Available records »
▼
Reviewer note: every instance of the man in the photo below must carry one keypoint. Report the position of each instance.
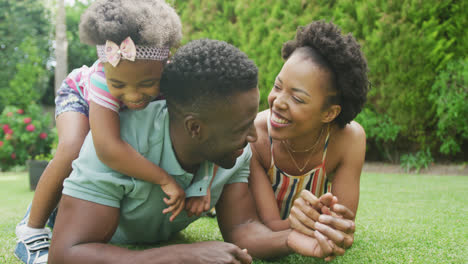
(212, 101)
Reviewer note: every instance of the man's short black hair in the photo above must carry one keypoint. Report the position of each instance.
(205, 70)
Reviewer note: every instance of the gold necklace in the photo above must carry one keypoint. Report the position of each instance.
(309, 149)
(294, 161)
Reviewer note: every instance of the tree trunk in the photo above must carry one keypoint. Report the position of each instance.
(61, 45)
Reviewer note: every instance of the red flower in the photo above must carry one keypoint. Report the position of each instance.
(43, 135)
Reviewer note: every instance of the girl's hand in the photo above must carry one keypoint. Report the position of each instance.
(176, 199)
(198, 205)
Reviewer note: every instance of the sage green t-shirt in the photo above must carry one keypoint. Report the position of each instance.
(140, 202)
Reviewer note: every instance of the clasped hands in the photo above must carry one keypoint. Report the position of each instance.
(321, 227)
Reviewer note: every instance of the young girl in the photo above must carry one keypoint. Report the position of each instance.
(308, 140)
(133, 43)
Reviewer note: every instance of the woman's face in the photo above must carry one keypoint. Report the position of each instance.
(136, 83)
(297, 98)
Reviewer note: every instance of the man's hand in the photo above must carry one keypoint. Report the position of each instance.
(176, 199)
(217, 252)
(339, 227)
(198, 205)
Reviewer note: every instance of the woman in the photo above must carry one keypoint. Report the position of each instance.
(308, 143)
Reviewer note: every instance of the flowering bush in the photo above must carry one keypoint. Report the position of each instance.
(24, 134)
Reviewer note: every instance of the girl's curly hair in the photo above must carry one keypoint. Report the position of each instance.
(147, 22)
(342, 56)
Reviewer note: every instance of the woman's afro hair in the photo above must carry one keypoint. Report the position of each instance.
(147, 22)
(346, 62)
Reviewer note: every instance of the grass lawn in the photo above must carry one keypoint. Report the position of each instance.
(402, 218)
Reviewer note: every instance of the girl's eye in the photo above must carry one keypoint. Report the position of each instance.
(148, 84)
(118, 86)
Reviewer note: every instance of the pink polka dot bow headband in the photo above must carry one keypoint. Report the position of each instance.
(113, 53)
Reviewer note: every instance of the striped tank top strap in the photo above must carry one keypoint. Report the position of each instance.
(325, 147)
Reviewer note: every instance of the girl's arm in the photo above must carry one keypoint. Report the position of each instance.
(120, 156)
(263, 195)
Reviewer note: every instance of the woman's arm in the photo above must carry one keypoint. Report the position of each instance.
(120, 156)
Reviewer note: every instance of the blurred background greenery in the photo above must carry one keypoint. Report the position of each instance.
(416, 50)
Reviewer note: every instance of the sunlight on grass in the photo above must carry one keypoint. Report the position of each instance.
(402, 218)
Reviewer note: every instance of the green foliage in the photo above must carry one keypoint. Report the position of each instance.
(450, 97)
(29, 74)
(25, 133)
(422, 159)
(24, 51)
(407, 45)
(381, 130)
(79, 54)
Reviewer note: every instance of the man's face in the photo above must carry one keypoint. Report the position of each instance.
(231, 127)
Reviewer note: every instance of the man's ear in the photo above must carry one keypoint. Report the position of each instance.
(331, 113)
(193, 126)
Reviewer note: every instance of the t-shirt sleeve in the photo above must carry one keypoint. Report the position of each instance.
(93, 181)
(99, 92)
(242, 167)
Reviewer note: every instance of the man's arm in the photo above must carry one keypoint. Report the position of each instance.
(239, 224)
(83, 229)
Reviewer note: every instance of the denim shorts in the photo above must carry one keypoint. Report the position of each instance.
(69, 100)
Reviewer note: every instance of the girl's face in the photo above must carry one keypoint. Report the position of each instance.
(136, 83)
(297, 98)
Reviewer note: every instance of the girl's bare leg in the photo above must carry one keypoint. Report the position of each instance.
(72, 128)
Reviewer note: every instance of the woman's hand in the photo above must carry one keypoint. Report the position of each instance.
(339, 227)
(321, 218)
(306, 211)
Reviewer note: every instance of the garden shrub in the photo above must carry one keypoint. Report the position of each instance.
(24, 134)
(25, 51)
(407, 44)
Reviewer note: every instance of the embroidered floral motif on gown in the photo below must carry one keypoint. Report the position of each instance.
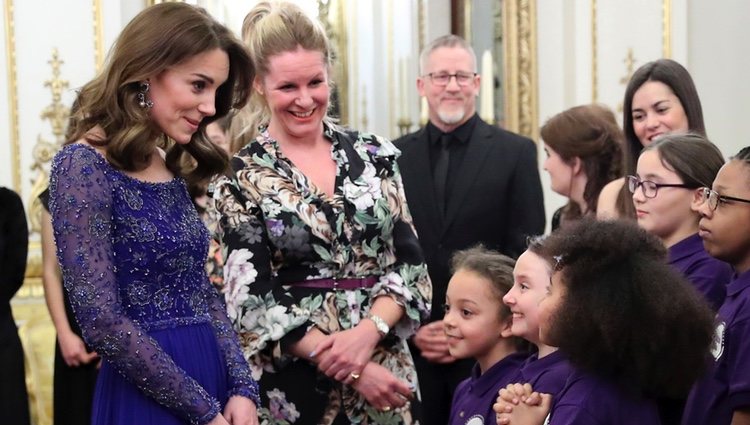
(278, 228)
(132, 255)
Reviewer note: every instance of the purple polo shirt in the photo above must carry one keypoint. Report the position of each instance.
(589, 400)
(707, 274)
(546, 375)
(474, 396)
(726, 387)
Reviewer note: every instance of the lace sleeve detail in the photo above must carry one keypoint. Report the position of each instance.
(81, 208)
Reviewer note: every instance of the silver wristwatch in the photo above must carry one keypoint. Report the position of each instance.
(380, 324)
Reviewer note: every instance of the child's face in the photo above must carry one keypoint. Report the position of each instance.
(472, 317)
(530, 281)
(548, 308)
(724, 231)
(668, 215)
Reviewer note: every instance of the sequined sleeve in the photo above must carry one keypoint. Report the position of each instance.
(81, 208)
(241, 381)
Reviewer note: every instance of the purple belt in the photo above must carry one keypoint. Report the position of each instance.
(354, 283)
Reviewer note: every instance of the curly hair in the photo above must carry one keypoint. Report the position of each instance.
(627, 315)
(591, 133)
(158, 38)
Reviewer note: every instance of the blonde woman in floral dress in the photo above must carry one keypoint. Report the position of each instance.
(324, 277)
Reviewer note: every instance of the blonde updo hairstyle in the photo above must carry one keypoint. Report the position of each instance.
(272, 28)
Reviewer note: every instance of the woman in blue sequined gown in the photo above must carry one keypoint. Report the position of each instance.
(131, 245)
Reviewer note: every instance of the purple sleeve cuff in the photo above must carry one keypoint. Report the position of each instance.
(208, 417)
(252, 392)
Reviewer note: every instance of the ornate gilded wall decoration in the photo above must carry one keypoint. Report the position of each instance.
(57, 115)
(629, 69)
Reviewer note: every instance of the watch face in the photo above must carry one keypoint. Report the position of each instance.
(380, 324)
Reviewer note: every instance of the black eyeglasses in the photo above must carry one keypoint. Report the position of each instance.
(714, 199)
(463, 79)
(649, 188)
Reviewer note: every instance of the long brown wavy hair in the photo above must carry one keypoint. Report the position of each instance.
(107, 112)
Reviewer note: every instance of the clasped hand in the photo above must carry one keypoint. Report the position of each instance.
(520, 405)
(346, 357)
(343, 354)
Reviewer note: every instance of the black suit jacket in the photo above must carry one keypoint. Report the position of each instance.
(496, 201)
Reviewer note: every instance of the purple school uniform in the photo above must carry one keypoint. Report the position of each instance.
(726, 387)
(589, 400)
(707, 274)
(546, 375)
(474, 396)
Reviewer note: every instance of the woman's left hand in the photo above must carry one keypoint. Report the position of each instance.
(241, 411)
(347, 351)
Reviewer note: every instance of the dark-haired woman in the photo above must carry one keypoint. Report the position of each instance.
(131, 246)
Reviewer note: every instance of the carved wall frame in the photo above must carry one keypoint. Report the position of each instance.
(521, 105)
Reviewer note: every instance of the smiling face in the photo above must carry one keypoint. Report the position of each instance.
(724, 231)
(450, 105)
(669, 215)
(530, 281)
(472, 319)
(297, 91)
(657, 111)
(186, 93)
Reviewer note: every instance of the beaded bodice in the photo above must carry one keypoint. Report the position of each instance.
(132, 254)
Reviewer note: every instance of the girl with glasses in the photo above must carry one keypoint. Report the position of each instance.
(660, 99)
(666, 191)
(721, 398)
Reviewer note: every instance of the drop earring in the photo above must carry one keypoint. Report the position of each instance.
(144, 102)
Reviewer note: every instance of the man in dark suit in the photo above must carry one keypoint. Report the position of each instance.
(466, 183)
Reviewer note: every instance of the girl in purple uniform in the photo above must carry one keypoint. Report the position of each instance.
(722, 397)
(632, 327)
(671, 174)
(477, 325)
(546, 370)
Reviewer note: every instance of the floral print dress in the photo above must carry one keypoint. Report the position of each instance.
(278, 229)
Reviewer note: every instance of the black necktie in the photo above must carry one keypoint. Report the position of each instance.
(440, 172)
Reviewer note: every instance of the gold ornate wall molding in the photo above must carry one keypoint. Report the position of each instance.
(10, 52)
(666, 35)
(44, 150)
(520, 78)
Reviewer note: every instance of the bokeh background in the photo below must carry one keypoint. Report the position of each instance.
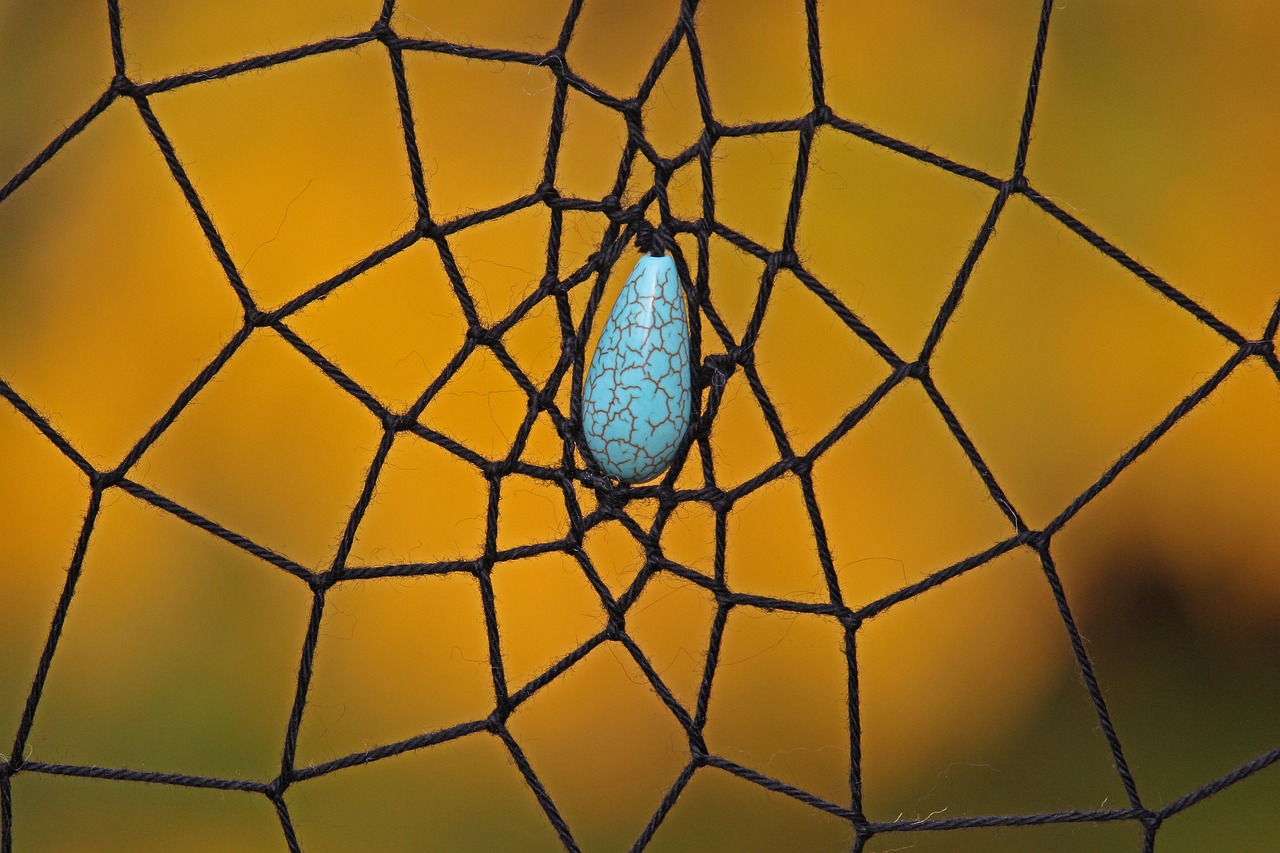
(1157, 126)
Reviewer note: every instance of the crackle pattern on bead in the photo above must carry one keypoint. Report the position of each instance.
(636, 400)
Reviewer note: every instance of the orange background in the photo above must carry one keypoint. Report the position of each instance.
▲
Task to complete »
Extract only the lines from the line containing "Reviewer note: every instance of the girl in" through the final line of the records; keep both ends and drop every picture.

Final result »
Reviewer note: every instance of the girl in purple uniform in the photo above must carry one keypoint. Report the position of each instance.
(722, 397)
(632, 327)
(671, 174)
(477, 325)
(546, 370)
Reviewer note: every instance of the floral print dress in the photo above must carry one keypoint. Report the position of each instance.
(278, 229)
Reviewer note: every instance of the black necktie in the photo above must carry one keypoint. Report the position of each instance.
(440, 172)
Reviewer note: every instance of the gold ornate wall molding in the photo above must carry one keypoint. Report the position of each instance.
(10, 52)
(666, 35)
(44, 150)
(520, 78)
Reviewer note: every instance of the bokeh background in the photo below must carry one keypoint. Report the position of each instance.
(1157, 126)
Reviewer note: every instance of the crackle pattern on bead in the photo above must carry one keypoint. Report the position of each instance.
(636, 400)
Reviewer note: every instance of the orange background in the photo above must carry one keypoint. Report the position of each instance.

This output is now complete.